*** Opening of DATA IN THIS EXERCISE ***

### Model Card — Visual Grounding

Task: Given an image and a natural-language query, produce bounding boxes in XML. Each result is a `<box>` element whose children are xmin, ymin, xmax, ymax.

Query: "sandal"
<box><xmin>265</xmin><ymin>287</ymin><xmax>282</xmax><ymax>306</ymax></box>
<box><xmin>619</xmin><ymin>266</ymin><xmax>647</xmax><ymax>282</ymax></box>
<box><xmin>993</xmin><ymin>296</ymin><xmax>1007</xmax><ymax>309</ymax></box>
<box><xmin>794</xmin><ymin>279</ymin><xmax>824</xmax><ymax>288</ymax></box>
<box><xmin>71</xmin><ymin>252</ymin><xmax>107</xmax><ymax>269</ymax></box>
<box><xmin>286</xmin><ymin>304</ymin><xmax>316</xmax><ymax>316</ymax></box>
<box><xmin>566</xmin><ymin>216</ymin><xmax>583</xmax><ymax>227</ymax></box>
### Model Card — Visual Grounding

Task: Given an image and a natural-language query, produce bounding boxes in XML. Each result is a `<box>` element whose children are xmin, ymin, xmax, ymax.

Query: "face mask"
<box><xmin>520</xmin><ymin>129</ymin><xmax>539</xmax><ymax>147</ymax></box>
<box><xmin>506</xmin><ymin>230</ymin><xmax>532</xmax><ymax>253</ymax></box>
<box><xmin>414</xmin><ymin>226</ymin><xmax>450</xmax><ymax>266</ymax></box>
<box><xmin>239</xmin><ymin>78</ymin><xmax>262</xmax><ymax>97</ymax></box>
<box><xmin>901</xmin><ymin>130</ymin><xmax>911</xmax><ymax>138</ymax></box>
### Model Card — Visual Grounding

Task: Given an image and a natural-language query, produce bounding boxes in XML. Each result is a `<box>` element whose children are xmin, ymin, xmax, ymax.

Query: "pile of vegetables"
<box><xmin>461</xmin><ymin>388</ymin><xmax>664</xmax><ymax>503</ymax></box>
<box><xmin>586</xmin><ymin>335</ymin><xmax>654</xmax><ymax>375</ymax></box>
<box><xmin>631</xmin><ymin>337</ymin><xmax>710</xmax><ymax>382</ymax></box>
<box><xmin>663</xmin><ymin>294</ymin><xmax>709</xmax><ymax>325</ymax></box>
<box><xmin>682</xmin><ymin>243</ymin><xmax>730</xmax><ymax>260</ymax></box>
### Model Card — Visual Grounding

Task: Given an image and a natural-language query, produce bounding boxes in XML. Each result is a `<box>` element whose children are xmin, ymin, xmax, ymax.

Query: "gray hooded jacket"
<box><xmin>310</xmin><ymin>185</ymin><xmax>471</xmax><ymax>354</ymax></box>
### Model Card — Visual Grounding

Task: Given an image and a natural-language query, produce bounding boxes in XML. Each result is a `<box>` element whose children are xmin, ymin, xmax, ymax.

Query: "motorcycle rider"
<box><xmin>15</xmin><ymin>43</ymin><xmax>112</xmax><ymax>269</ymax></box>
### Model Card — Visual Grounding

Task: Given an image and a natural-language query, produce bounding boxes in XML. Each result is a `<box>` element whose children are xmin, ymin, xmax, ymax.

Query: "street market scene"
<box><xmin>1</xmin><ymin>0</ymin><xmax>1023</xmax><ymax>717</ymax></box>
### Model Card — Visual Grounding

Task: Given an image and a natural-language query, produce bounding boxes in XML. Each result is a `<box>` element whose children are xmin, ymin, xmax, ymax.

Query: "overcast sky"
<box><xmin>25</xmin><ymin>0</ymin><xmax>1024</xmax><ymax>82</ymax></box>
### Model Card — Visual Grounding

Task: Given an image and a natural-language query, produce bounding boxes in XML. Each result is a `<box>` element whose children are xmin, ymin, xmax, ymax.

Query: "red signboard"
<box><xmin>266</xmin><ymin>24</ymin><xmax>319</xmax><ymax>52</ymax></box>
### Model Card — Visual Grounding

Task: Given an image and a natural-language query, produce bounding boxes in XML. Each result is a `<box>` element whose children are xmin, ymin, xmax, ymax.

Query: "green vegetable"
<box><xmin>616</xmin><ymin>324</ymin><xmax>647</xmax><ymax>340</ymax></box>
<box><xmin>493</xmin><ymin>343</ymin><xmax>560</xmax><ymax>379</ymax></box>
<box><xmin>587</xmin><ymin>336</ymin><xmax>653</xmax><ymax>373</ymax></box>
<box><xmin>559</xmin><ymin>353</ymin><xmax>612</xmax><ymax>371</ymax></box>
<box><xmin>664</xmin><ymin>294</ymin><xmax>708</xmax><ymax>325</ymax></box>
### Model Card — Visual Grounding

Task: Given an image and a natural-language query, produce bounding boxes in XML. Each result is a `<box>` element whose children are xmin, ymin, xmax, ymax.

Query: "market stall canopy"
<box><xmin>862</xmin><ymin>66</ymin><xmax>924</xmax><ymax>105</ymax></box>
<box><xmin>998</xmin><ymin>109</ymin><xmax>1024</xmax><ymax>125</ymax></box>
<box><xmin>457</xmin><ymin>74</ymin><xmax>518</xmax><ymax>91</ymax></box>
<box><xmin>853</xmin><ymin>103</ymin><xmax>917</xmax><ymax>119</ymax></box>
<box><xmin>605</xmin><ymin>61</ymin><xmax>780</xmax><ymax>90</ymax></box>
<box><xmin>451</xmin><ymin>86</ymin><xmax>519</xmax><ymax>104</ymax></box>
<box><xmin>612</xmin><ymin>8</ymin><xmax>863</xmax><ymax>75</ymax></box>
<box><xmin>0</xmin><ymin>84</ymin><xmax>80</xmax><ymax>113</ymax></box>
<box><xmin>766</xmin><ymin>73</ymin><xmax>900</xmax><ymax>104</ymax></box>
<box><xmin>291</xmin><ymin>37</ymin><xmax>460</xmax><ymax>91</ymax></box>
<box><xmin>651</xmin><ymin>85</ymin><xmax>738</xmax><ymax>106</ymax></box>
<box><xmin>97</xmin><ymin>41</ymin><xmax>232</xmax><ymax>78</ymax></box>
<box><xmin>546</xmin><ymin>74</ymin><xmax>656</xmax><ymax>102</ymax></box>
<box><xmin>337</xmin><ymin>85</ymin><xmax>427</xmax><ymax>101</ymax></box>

*** Close of DATA IN THIS EXERCISE ***

*EXERCISE OBJECTIVE*. Prepare a faithful transcription of the material above, with nothing altered.

*EXPECTED ANSWER*.
### Model Card — Visual Grounding

Task: Given an image and a natural-language query, produce bounding boxes in XML. Each result is a `<box>` element whose children are xmin, ymin, xmax, ymax.

Query: "sandal"
<box><xmin>265</xmin><ymin>287</ymin><xmax>282</xmax><ymax>306</ymax></box>
<box><xmin>619</xmin><ymin>266</ymin><xmax>647</xmax><ymax>282</ymax></box>
<box><xmin>993</xmin><ymin>296</ymin><xmax>1007</xmax><ymax>309</ymax></box>
<box><xmin>794</xmin><ymin>279</ymin><xmax>824</xmax><ymax>288</ymax></box>
<box><xmin>71</xmin><ymin>252</ymin><xmax>107</xmax><ymax>269</ymax></box>
<box><xmin>286</xmin><ymin>304</ymin><xmax>316</xmax><ymax>316</ymax></box>
<box><xmin>566</xmin><ymin>216</ymin><xmax>583</xmax><ymax>227</ymax></box>
### Model Card — Visual Grounding

Task: Given an image and a natural-language query, produce bounding boxes in XML. Each result is a `<box>` element whose children are xmin, ymin, xmax, ymax.

Query: "face mask"
<box><xmin>520</xmin><ymin>129</ymin><xmax>539</xmax><ymax>147</ymax></box>
<box><xmin>506</xmin><ymin>230</ymin><xmax>532</xmax><ymax>253</ymax></box>
<box><xmin>414</xmin><ymin>226</ymin><xmax>450</xmax><ymax>266</ymax></box>
<box><xmin>239</xmin><ymin>78</ymin><xmax>262</xmax><ymax>97</ymax></box>
<box><xmin>901</xmin><ymin>130</ymin><xmax>911</xmax><ymax>138</ymax></box>
### Model Card — Visual Grounding

Task: Given an image and a natural-language query, produce bounding boxes in XML. Each result is a `<box>` element whose children are xmin, ymin, xmax, ymax.

Query: "pile of vegetables"
<box><xmin>461</xmin><ymin>388</ymin><xmax>664</xmax><ymax>503</ymax></box>
<box><xmin>586</xmin><ymin>335</ymin><xmax>654</xmax><ymax>375</ymax></box>
<box><xmin>631</xmin><ymin>337</ymin><xmax>710</xmax><ymax>382</ymax></box>
<box><xmin>663</xmin><ymin>294</ymin><xmax>709</xmax><ymax>325</ymax></box>
<box><xmin>682</xmin><ymin>243</ymin><xmax>730</xmax><ymax>260</ymax></box>
### Model Card — Visual Grounding

Task: Given an image and a natural-language query, produce bounding boxes in XML. Each result is a `<box>` element whose children are xmin, ymin, xmax, ymax.

Query: "gray hooded jacket"
<box><xmin>310</xmin><ymin>185</ymin><xmax>471</xmax><ymax>354</ymax></box>
### Model Card — Visual Grounding

Task: Given an image and a natural-language query, produce bounding boxes in XML. Each result is a `<box>` element whose children are xmin, ymin, xmax, ymax.

Query: "motorcycle rider"
<box><xmin>15</xmin><ymin>43</ymin><xmax>112</xmax><ymax>269</ymax></box>
### Model Card — Visual Grounding

Task: Given an image and a natural-language query, produce bounding boxes in XML. Each result is a `<box>` element whose children are xmin, ymin, xmax, ymax.

Query: "street market scene"
<box><xmin>1</xmin><ymin>0</ymin><xmax>1023</xmax><ymax>717</ymax></box>
### Model Card — Visual Grounding

Task: Given an image and a natural-language query, produce bounding boxes in XML. Each result is a `<box>` element whose children are xmin, ymin, xmax, ymax.

Query: "overcast sky"
<box><xmin>25</xmin><ymin>0</ymin><xmax>1024</xmax><ymax>82</ymax></box>
### Model Card — Visual Grounding

Task: Given an image and a natural-language query, produce bounding boxes in XML. Each result is a `<box>` element whose children are xmin, ymin, xmax, ymax.

Query: "red signboard"
<box><xmin>266</xmin><ymin>24</ymin><xmax>319</xmax><ymax>52</ymax></box>
### Model Card — Visual Grounding

Task: Given an image and a natural-language query, produce bounding boxes in XML. Each result is a `<box>` element whose children are xmin, ymin, xmax, ymax.

Query: "green vegetable"
<box><xmin>616</xmin><ymin>324</ymin><xmax>647</xmax><ymax>340</ymax></box>
<box><xmin>493</xmin><ymin>343</ymin><xmax>560</xmax><ymax>379</ymax></box>
<box><xmin>587</xmin><ymin>336</ymin><xmax>653</xmax><ymax>373</ymax></box>
<box><xmin>559</xmin><ymin>353</ymin><xmax>612</xmax><ymax>371</ymax></box>
<box><xmin>664</xmin><ymin>294</ymin><xmax>708</xmax><ymax>325</ymax></box>
### Model Card — Visual Grounding

Task: Given an image and a natural-language query, produce bounding boxes in XML. Each result is a `<box>` element whose children are xmin, ymin, xmax, ymax.

Query: "market stall canopy"
<box><xmin>862</xmin><ymin>66</ymin><xmax>924</xmax><ymax>105</ymax></box>
<box><xmin>998</xmin><ymin>109</ymin><xmax>1024</xmax><ymax>125</ymax></box>
<box><xmin>457</xmin><ymin>74</ymin><xmax>518</xmax><ymax>91</ymax></box>
<box><xmin>853</xmin><ymin>103</ymin><xmax>917</xmax><ymax>119</ymax></box>
<box><xmin>605</xmin><ymin>61</ymin><xmax>780</xmax><ymax>90</ymax></box>
<box><xmin>451</xmin><ymin>86</ymin><xmax>519</xmax><ymax>104</ymax></box>
<box><xmin>612</xmin><ymin>8</ymin><xmax>863</xmax><ymax>75</ymax></box>
<box><xmin>0</xmin><ymin>84</ymin><xmax>80</xmax><ymax>113</ymax></box>
<box><xmin>766</xmin><ymin>73</ymin><xmax>900</xmax><ymax>104</ymax></box>
<box><xmin>291</xmin><ymin>37</ymin><xmax>460</xmax><ymax>91</ymax></box>
<box><xmin>651</xmin><ymin>85</ymin><xmax>738</xmax><ymax>106</ymax></box>
<box><xmin>97</xmin><ymin>41</ymin><xmax>232</xmax><ymax>78</ymax></box>
<box><xmin>546</xmin><ymin>74</ymin><xmax>656</xmax><ymax>102</ymax></box>
<box><xmin>337</xmin><ymin>85</ymin><xmax>427</xmax><ymax>101</ymax></box>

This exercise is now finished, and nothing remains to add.